[Input data]

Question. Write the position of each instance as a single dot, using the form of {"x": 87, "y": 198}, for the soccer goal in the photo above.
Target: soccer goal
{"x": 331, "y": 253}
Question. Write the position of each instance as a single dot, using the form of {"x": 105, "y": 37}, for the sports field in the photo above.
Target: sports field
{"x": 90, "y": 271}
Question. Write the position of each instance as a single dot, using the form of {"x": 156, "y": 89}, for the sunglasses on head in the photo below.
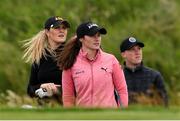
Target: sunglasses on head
{"x": 60, "y": 27}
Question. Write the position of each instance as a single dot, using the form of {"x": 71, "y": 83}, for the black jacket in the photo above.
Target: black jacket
{"x": 46, "y": 71}
{"x": 142, "y": 79}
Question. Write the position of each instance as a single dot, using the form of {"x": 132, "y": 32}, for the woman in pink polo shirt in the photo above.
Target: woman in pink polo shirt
{"x": 90, "y": 75}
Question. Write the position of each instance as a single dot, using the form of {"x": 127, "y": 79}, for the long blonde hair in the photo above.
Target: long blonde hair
{"x": 35, "y": 47}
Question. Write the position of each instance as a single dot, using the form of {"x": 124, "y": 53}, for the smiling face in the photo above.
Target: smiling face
{"x": 57, "y": 35}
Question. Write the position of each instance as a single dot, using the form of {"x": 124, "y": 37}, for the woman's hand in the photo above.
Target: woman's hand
{"x": 50, "y": 87}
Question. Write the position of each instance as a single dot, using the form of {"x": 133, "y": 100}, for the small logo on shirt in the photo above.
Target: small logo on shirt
{"x": 79, "y": 72}
{"x": 105, "y": 69}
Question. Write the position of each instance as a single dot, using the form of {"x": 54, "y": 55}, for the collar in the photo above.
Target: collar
{"x": 84, "y": 54}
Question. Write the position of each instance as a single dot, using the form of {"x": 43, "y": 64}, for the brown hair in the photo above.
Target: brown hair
{"x": 67, "y": 57}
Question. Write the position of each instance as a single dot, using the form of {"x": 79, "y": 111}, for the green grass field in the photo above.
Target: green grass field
{"x": 135, "y": 112}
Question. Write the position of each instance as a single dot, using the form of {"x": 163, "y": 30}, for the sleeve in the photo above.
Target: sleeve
{"x": 159, "y": 82}
{"x": 68, "y": 89}
{"x": 33, "y": 81}
{"x": 120, "y": 83}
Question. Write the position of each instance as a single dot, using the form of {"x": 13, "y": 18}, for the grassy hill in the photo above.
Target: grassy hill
{"x": 155, "y": 22}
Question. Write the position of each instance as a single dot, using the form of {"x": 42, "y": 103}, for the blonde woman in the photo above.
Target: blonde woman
{"x": 41, "y": 51}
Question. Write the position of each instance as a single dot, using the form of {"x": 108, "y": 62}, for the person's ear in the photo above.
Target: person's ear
{"x": 123, "y": 54}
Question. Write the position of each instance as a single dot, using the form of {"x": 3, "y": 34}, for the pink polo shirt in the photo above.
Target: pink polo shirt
{"x": 92, "y": 83}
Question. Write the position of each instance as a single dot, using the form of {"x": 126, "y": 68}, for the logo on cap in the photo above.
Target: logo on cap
{"x": 58, "y": 18}
{"x": 92, "y": 25}
{"x": 132, "y": 39}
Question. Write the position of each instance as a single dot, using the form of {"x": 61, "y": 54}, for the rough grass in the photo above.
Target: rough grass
{"x": 133, "y": 112}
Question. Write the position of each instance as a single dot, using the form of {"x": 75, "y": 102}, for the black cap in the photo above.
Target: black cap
{"x": 128, "y": 43}
{"x": 90, "y": 29}
{"x": 54, "y": 22}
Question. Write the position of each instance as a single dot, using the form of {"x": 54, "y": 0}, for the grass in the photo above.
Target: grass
{"x": 133, "y": 112}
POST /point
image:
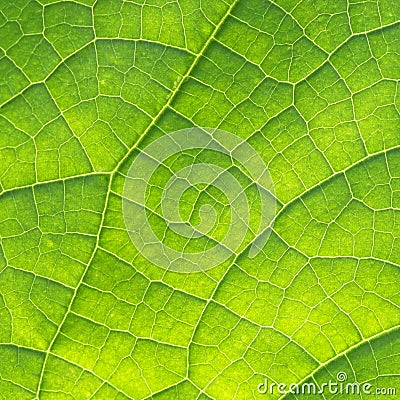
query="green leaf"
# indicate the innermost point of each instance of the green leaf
(86, 86)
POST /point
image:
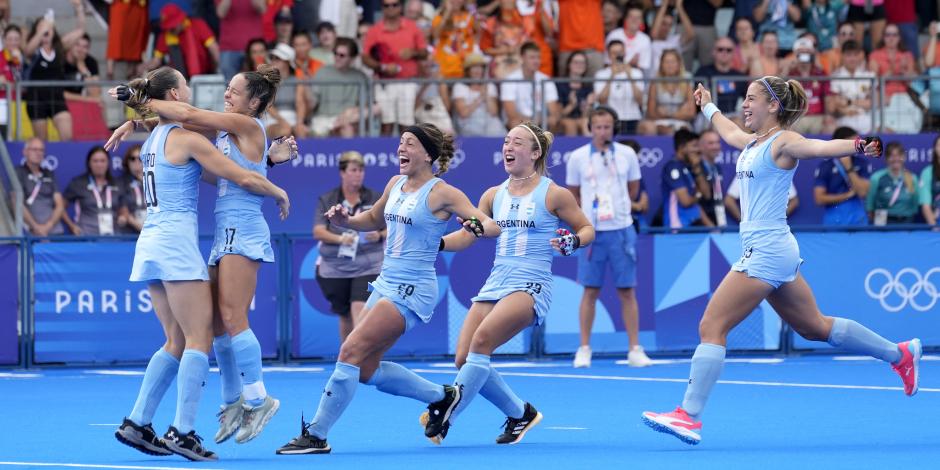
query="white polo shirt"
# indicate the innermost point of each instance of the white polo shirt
(522, 93)
(604, 177)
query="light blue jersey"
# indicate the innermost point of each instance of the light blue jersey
(523, 250)
(769, 251)
(527, 226)
(408, 276)
(168, 246)
(240, 227)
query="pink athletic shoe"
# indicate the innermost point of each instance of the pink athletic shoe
(909, 365)
(678, 423)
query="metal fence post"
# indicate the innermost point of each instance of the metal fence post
(285, 300)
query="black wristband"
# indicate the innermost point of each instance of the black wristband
(474, 224)
(272, 163)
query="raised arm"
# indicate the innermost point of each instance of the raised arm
(563, 204)
(727, 129)
(458, 204)
(461, 239)
(214, 162)
(189, 115)
(367, 221)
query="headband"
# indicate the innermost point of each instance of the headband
(433, 150)
(774, 95)
(541, 153)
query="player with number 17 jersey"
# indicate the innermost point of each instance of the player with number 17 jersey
(168, 246)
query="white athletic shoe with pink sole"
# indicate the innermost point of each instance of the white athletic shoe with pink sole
(678, 423)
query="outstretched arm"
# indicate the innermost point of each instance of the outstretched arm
(473, 219)
(563, 204)
(795, 146)
(187, 114)
(214, 162)
(366, 221)
(727, 129)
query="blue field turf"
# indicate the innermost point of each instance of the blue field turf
(777, 415)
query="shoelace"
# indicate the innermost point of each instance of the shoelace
(509, 426)
(248, 416)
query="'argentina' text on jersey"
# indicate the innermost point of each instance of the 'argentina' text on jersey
(516, 223)
(398, 218)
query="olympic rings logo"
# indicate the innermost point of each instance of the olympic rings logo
(650, 157)
(908, 286)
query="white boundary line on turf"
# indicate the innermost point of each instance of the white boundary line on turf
(89, 465)
(657, 379)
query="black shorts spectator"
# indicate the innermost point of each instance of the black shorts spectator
(857, 14)
(342, 291)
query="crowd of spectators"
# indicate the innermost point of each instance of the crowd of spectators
(550, 60)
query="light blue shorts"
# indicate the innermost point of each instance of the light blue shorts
(411, 318)
(168, 249)
(414, 292)
(614, 247)
(772, 256)
(508, 278)
(241, 232)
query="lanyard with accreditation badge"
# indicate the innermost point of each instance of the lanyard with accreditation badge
(106, 218)
(32, 196)
(602, 206)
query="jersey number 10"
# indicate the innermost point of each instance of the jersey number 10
(150, 184)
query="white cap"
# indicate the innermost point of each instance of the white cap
(284, 52)
(803, 43)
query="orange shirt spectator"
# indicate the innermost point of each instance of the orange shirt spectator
(267, 19)
(580, 25)
(384, 45)
(453, 33)
(892, 60)
(304, 65)
(509, 27)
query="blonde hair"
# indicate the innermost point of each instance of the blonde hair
(542, 142)
(789, 96)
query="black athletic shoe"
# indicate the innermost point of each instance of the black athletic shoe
(306, 443)
(142, 438)
(188, 445)
(436, 419)
(515, 429)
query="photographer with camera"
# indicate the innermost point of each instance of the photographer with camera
(612, 89)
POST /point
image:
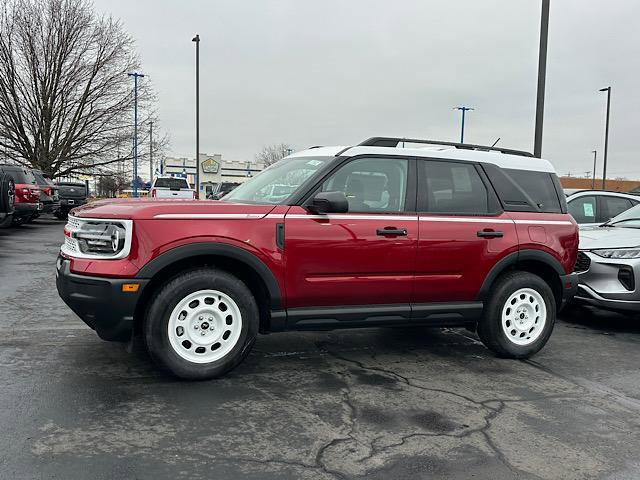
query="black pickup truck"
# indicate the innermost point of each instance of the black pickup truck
(71, 195)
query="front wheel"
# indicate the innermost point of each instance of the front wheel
(201, 324)
(519, 316)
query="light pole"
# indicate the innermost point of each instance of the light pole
(542, 74)
(151, 152)
(135, 76)
(196, 39)
(593, 182)
(606, 136)
(463, 109)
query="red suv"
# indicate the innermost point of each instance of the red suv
(432, 234)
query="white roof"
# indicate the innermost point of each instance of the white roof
(503, 160)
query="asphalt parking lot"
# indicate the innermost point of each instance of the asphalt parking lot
(377, 404)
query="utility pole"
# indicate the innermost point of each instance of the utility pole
(606, 136)
(463, 109)
(593, 182)
(542, 74)
(135, 76)
(151, 152)
(196, 39)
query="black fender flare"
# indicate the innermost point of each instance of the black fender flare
(512, 259)
(219, 249)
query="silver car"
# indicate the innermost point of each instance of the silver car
(608, 264)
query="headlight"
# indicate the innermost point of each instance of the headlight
(618, 253)
(97, 238)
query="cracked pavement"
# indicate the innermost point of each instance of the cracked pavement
(405, 403)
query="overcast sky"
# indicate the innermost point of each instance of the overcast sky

[/Input data]

### What to work on
If a line of the data above holds the string "overcast", count it, then give only the final number.

### Result of the task
2